THE INPUT:
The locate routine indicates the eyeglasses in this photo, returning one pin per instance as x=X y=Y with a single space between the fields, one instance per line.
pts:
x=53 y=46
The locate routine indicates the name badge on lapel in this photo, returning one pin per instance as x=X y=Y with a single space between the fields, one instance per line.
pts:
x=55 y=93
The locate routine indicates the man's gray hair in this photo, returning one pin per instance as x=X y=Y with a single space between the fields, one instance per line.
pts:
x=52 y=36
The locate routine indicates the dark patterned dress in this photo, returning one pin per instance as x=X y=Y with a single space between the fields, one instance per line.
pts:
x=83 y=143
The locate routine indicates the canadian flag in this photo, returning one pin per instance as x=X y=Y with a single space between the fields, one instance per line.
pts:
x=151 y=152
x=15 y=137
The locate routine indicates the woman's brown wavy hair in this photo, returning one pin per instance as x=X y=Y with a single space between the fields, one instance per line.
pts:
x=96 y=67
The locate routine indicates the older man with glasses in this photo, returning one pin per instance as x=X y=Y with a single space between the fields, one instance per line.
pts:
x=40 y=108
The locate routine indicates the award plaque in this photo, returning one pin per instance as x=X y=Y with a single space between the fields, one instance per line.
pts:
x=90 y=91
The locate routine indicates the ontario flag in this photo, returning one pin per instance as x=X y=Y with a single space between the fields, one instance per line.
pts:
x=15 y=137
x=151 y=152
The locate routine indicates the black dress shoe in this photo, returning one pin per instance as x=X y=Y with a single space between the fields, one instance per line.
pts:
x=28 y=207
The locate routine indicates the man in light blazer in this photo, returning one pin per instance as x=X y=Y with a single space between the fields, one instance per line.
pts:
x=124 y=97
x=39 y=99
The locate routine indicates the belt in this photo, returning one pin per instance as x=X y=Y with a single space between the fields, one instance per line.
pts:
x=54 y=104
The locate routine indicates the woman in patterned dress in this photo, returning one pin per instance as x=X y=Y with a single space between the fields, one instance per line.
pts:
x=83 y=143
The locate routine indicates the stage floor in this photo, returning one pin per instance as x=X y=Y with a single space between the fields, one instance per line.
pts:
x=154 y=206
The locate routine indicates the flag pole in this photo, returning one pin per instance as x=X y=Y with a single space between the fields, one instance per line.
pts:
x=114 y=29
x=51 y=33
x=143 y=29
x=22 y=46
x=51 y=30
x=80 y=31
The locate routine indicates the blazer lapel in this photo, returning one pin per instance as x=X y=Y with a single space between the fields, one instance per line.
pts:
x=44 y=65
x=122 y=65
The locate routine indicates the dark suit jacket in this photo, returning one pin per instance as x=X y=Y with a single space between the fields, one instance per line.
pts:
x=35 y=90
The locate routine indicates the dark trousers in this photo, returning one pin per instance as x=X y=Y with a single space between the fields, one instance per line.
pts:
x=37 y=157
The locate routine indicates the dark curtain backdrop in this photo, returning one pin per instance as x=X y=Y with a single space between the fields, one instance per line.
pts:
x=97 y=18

TASK BRIEF: Resize the data from the line containing "The locate routine indicates the dark trousers" through the end of the data, both ends included. Rewrite all of those lines, requests included, and multiply each coordinate in the answers by 0.2, rounding to whole numbers with halves going up. Give only those lines.

OUTPUT OF THE TASK:
The locate routine indicates the dark trousers in this photo, returning one pin per instance as x=X y=Y with a single space between the fields, one instance per line.
pts:
x=7 y=31
The locate routine indicates the dark curtain backdrop in this photo, returning one pin per instance as x=X y=Y with a single space between the fields, one instance per line.
pts:
x=19 y=4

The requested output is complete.